**SOURCE EXTRACT:**
The first week would be a battery of tests, with one of those evenings participating in a orientation on how to utilize public transportation, something I will never forget, The fist half of the next week resulted in me performing more tests before being able to tryout some more classes the next week and a half, before being able to come home with opportunity in sight.
The next spring, I met with the local OVR counselor who stated that I would be accepted and could chose the General Office Clerk program. While not my first choice, today I am grateful in this choice as I use skills I learned there every day in my job and volunteer opportunities that make me a true asset to both entities. In April of 2005, I would yet receive yet another letter that with the two of the three considerations being there and the “Any Incidents will lead up to immediate discharge” not being there.
In May 2005, I went back to Johnstown and followed the same procedures and was with another roommate that we got along in so many ways. I used the bus, saw the clinic psychiatrist as needed, attended classes as required only missing when needed to do so. That summer I also learned to uses intercity passenger rail to go to Greensburg on the weekends to see my sister, I did this every other weekend. I did play bingo most weeks, spend time with colleagues, the usual stuff. I never had disciplinary action, however the dorm president did advocate for me once when other residents were bullying me. The Christmas there was a dorm decorating contest that I participated in and our dorm won with a pizza party and a movie. The dorm president was the life of the party. Sadly, he completed a suicide a few years back, I do think of him sometimes.
In April of 2006, graduation neared and I was on the honors list all three terms and was honored a kudos award for showing evaluation students to the program. On graduation day, April 28, 2006 I walked on that stage and proudly moved back home.

**SET OF TASKS:**
a - Reproduce the passage of the Johnstown training account from "In April of 2006, graduation" up to and including "moved back home.".
b - List every date in the Johnstown training account that includes a year, in the order in which they appear.
c - Carry the Johnstown training account forward from its final sentence.

**ENTRIES SUPPLIED:**
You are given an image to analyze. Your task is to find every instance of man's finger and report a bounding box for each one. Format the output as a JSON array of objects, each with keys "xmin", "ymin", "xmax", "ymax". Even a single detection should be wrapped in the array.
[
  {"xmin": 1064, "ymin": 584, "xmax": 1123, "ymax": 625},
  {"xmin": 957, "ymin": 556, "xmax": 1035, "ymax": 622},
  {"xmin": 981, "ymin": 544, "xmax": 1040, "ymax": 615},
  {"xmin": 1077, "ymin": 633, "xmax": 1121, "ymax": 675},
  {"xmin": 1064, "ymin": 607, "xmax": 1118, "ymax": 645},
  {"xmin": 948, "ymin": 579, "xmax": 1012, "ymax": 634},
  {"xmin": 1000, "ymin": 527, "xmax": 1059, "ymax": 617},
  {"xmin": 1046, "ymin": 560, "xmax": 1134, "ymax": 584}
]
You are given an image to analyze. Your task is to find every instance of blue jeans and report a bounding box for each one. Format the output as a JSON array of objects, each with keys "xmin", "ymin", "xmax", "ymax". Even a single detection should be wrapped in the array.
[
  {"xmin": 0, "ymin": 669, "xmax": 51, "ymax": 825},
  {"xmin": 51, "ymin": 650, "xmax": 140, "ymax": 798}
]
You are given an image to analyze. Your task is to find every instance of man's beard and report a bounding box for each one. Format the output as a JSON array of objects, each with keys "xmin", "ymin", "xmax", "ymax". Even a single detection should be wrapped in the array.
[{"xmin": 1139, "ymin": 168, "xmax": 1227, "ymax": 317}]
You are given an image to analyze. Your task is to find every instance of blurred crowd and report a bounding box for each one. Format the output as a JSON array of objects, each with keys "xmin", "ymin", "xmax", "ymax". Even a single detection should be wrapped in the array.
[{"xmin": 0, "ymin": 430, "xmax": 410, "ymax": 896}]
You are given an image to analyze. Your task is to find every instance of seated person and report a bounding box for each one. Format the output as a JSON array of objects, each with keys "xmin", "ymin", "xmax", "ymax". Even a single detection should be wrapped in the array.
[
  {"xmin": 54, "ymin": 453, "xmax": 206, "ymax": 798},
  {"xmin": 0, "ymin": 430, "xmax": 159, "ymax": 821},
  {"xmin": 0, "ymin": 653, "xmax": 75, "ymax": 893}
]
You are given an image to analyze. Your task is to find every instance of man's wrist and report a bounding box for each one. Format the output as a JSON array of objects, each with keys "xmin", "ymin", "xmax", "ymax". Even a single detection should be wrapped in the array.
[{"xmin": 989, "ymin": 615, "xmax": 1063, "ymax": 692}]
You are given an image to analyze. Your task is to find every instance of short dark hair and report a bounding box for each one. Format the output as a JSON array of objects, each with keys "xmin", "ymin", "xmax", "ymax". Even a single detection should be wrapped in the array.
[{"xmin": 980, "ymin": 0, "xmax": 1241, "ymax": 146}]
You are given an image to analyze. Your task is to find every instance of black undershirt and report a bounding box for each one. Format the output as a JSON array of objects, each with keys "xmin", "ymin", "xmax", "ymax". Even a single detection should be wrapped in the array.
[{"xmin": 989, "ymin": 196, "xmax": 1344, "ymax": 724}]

--

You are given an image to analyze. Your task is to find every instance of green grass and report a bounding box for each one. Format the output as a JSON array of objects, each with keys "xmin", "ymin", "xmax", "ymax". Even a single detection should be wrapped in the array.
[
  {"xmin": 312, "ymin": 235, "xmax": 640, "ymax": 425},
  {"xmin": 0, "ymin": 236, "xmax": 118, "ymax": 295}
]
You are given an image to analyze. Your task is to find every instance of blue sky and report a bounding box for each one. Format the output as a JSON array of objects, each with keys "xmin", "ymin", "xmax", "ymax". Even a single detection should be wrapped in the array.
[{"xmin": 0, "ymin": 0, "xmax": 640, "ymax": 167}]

**ANSWERS TO THE EXERCISE:**
a -
In April of 2006, graduation neared and I was on the honors list all three terms and was honored a kudos award for showing evaluation students to the program. On graduation day, April 28, 2006 I walked on that stage and proudly moved back home.

b -
April of 2005
May 2005
April of 2006
April 28, 2006

c -
For a few months I stayed home with my dad, this was detrimental to my life, and a few months later, I returned to the Clubhouse that I attended prior to attending HGA. While sometimes I found this to be a setback in my mental health and vocational recovery, I today reflect on it and find it was one of the best things that I could do for myself. A month after returning there a new director would be appointed , he’s still there today. I would work some jobs off and on. The next year, I would attend colleague training in South Carolina for two weeks on that model. And yet in 2010,when that same director would explore what would be my job. I had no intention at the time on working as I was very happy relying on social security alone. However, my supervisor was very adamant on bringing me on board, and I kindly accepted. This job, which will reach the nine-year milestone on being employed in has not opened so many doors, but has made me a better person. Yet, I use those skills that I learned at HGA in my work daily and will continue to do so.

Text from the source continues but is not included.